Wound healing, a natural response to skin injury, is a highly orchestrated biological phenomenon that consists of hemostasis, inflammatory response, re-epithelialization and remodeling.¹ The re-epithelialization process is an essential component of wound healing and mainly relies on the migration and proliferation of keratinocytes.² The migration of keratinocyte is initiated by various growth factors and cytokines, including transforming growth factor β1 (TGF-β1).³ However, TGF-β1 was manifested to suppress keratinocyte proliferation, indicating its paradoxical role on keratinocyte migration and proliferation.⁴ Interestingly, TGF-β1 is upregulated during wound healing, while non-healing wounds often show a loss of TGF-β1 signalling.⁵ Accumulating evidence has suggested that TGF-β1 plays a crucial role in enhancing or repressing wound healing by its downstream molecules or receptors.^6,7 Therefore, a better understanding of the molecular mechanism of the cellular response to TGF-β1 signaling is vital in wound healing.

MicroRNAs (miRNAs) are small, evolutionarily conserved, non-coding RNAs that are about 20–22 nucleotides in length and direct posttranscriptional suppressor of gene expression by binding to 3′-untranslated region (UTR) of target mRNAs.⁸ Dysregulation of miRNAs plays critical roles in the development and progression of mutiple human diseases.⁹ It has been reported that miRNAs are involved in skin development and associated with multiple skin pathologies, including wound healing.^10,11 MiR-132 has been identified as a top upregulated miRNA in epidermal keratinocytes during the wound healing, and miR-132 overexpression promoted the proliferation of keratinocytes.¹² In mouse in vivo and human ex vivo wound models, miR-132 knockdown impaired wound healing.¹² High expression of miR-132 was found in dermal fibroblasts from human skin wounds and miR-132 enhanced the migration of fibroblast by targeting RAS p21 protein activator 1 in wound healing.¹³ Additionally, miR-132 expression was induced by TGF-β1 in keratinocytes and dermal fibroblasts.^12,13

In this study, our data supported that miR-132 was upregulated by TGF-β1 and miR-132 promoted the proliferation in HaCaT cells. We firstly verified that miR-132 enhanced HaCaT cells migration under TGF-β1 treatment. Furthermore, miR-132 promoted the proliferation and migration of HaCaT cells at least partly by targeting inhibitor of matrix metalloproteinase-3 (TIMP3), highlighting miR-132 as a potential therapeutic marker of wound healing.

Problem: Write the next part of the passage on miR-132, TGF-β1 and wound healing, picking up after its final sentence.

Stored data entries
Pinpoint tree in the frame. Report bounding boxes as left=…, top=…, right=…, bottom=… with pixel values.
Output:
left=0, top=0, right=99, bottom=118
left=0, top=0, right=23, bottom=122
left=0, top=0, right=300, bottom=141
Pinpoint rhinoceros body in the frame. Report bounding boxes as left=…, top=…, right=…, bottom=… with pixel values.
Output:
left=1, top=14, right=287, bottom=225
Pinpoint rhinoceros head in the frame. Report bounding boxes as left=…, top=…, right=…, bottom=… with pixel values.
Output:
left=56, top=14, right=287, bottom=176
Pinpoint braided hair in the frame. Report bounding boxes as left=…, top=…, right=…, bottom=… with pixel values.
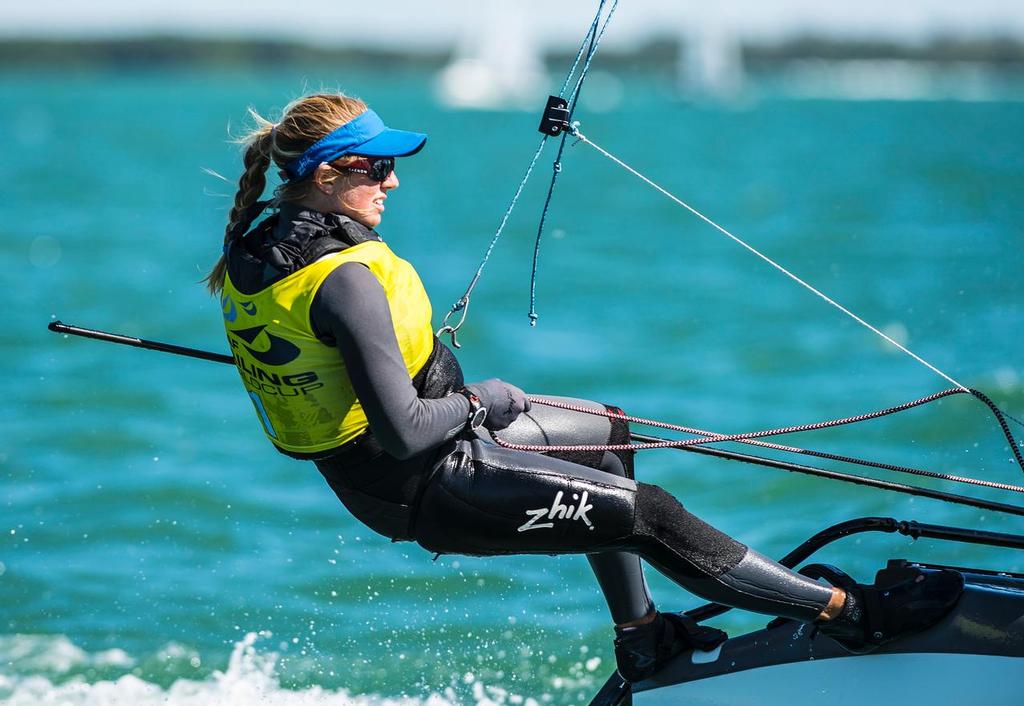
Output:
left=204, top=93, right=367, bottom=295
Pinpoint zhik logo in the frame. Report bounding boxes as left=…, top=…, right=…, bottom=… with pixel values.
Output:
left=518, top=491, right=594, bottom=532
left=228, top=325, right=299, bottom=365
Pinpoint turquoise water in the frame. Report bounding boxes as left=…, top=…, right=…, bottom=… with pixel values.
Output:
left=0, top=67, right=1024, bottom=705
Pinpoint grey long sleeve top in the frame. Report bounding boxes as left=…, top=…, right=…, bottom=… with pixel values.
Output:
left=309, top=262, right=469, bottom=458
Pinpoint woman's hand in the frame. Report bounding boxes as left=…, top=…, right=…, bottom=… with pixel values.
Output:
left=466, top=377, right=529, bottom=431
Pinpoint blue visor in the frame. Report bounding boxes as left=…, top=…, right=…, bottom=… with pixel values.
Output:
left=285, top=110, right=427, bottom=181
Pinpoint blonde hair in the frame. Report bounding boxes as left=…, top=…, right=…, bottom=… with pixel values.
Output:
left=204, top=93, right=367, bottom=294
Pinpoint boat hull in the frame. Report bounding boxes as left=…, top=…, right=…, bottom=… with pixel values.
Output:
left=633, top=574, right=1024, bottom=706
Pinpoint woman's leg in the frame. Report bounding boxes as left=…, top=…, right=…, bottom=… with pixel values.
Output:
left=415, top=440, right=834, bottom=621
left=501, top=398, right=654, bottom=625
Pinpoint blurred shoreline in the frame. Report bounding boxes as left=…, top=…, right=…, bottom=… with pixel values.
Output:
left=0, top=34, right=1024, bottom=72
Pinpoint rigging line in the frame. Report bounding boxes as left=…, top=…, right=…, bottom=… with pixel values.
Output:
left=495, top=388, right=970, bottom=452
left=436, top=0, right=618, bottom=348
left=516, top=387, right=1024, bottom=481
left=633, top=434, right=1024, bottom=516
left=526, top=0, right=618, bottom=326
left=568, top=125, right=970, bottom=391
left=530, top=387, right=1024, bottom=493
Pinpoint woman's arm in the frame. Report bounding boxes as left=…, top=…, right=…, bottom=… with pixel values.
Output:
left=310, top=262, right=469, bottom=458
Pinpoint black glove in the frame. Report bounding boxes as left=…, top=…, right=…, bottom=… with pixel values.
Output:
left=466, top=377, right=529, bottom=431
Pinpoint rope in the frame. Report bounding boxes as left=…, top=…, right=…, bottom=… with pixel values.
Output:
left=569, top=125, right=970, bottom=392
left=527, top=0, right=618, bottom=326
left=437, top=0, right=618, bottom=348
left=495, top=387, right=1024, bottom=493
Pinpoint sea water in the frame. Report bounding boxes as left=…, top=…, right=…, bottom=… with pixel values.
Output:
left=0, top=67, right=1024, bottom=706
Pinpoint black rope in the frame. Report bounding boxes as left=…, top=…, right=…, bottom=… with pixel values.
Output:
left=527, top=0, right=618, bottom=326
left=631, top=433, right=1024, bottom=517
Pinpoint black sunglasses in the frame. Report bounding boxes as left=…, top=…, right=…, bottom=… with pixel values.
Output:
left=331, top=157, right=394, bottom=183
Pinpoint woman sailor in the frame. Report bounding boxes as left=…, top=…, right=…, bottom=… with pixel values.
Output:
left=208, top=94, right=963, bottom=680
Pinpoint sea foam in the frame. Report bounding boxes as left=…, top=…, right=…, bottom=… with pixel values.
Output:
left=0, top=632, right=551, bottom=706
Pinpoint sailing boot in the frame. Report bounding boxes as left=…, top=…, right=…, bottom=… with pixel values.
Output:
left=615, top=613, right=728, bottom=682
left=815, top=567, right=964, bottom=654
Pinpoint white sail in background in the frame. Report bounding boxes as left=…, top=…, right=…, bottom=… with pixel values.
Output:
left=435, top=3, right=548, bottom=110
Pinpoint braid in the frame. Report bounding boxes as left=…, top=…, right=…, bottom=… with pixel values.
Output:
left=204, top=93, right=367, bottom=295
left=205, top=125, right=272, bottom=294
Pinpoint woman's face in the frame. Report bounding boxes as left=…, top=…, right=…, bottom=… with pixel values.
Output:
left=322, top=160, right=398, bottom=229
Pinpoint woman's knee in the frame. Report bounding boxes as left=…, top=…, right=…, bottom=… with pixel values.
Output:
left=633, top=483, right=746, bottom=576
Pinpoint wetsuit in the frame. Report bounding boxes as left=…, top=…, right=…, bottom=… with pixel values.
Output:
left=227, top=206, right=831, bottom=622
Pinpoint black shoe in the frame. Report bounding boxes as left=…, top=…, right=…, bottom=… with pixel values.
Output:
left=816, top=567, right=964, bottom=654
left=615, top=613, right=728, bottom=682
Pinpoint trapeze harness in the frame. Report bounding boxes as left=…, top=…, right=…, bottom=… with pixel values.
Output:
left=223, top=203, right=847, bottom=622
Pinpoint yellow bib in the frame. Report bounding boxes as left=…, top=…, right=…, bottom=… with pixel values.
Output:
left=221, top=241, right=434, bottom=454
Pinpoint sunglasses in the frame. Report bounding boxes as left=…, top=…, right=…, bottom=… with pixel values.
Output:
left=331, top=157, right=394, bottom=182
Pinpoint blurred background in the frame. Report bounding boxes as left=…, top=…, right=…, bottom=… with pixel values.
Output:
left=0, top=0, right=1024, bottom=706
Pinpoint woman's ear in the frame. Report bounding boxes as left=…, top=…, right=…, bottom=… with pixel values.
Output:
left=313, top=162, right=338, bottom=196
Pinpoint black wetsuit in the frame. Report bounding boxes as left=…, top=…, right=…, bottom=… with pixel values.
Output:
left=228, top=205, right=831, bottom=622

...

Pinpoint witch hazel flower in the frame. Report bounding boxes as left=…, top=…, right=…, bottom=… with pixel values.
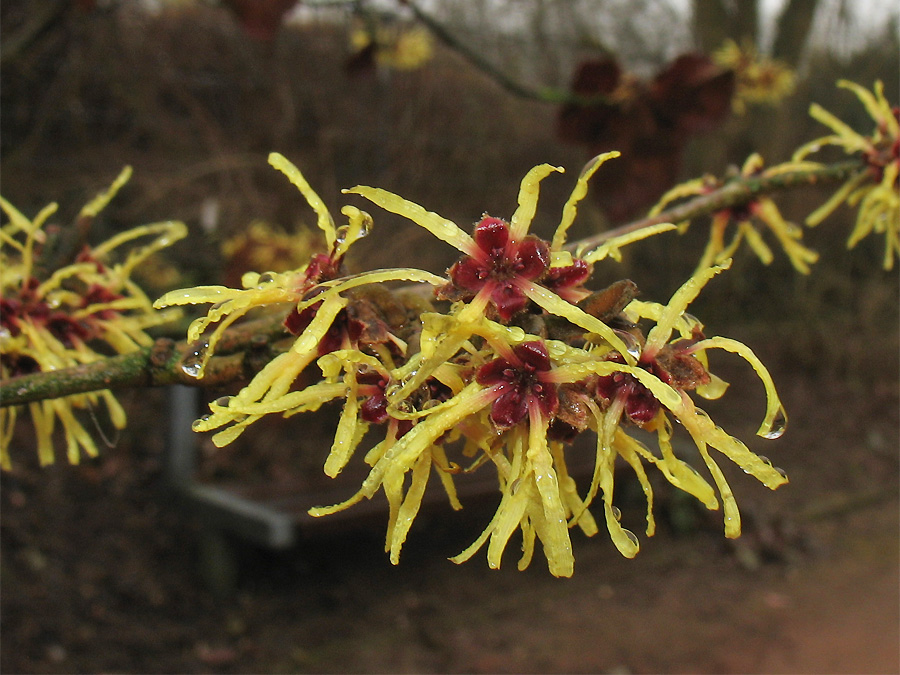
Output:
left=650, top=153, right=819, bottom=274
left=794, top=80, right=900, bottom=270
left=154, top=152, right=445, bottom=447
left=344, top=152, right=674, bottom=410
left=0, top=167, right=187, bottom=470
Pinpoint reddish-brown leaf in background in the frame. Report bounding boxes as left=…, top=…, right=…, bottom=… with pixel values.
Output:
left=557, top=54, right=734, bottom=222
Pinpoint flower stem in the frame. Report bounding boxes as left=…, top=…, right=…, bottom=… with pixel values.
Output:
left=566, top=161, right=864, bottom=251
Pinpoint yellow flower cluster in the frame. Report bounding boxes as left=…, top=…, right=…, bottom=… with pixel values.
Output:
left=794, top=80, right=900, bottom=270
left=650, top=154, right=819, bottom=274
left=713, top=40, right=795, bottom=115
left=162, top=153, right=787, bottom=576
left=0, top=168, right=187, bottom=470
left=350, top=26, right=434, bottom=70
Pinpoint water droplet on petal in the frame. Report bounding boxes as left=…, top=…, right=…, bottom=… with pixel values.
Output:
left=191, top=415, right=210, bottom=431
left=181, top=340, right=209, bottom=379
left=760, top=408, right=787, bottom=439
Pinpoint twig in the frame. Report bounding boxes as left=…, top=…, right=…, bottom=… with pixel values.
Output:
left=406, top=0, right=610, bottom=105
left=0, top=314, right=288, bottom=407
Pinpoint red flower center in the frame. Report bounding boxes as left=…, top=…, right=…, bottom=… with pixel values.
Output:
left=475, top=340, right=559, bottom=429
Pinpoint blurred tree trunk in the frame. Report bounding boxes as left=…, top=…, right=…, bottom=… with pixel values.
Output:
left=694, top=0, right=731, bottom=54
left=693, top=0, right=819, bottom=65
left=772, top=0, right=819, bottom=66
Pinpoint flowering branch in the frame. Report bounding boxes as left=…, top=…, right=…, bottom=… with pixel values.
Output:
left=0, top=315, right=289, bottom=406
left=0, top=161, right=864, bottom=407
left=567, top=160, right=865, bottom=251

==

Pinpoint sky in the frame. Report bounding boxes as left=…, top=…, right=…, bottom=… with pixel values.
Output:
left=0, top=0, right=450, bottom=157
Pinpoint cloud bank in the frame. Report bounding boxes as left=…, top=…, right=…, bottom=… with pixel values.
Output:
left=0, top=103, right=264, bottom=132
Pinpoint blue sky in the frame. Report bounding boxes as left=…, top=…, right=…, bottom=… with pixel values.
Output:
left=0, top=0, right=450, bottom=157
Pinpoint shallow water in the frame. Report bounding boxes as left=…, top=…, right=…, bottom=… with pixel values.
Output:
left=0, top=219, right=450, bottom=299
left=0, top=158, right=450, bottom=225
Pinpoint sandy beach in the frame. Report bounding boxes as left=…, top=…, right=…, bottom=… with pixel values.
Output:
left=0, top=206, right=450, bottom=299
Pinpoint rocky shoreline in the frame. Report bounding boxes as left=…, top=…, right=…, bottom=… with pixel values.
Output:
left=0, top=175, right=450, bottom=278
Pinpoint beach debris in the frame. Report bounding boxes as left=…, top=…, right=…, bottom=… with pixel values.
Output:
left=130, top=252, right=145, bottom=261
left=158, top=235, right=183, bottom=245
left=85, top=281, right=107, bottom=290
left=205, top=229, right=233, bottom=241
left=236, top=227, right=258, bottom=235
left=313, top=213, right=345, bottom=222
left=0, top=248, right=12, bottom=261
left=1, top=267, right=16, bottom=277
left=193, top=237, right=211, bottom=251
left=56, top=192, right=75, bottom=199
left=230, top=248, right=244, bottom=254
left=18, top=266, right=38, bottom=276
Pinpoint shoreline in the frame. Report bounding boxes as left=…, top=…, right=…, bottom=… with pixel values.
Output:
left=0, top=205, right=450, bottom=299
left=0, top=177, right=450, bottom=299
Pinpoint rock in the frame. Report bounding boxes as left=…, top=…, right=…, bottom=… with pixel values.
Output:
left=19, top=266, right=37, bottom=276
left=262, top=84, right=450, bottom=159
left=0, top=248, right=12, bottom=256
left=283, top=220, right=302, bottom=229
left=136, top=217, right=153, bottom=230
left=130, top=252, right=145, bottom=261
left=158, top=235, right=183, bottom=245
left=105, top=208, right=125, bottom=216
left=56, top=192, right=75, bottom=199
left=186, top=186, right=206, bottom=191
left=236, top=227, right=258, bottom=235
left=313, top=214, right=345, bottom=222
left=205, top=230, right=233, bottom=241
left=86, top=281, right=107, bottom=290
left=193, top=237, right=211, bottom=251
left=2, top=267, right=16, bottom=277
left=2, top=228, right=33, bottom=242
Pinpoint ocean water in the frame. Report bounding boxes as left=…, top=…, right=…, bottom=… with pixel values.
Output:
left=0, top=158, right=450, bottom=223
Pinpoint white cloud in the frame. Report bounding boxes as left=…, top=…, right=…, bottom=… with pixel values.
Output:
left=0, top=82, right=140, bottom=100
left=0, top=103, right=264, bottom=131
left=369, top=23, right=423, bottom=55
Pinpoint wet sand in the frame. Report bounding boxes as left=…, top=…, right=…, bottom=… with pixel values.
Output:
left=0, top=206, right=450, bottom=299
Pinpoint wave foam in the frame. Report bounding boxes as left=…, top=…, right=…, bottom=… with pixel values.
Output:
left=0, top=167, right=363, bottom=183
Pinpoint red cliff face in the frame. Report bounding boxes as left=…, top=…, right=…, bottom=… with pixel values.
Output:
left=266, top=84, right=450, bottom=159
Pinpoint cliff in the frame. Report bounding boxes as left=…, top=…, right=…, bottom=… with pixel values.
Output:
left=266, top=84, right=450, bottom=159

Result below:
Materials and methods

Cell isolation, culture and treatment

Normal human epidermal keratinocytes (NHEK) were isolated as previously described.¹⁴ Briefly, foreskin tissues from 5 cases patients (20–25 years old, with informed consent) at the First Affiliated Hospital of Zhengzhou University were digested by Dispase II (Roche, Mannhein, Germany) for removing the dermis from the epidermis, and then were incubated with trypsinization (Roche). Our study was approved by the Ethic Committee of the First Affiliated Hospital of Zhengzhou University in accordance with the Declaration of Helsinki Principles. Informed consents were obtained from all participants.

Human immortalized keratinocytes HaCaT cells were purchased from China Center for Type Culture Collection (CCTCC, Wuhan, China). NHEK cells were cultured in EpiLife serum-free medium (Thermo Fisher Scientific, Waltham, MA, USA) supplemented with HKGS (Thermo Fisher Scientific), and HaCaT cells were maintained in DMEM medium (Hyclone, Logan, UT), supplemented with 10% fetal calf serum (FCS, Life Technologies, Carlsbad, CA, USA), 1% streptomycin/penicillin (Thermo Fisher Scientific). All cells were maintained at 37 °C in the presence of 5% CO₂.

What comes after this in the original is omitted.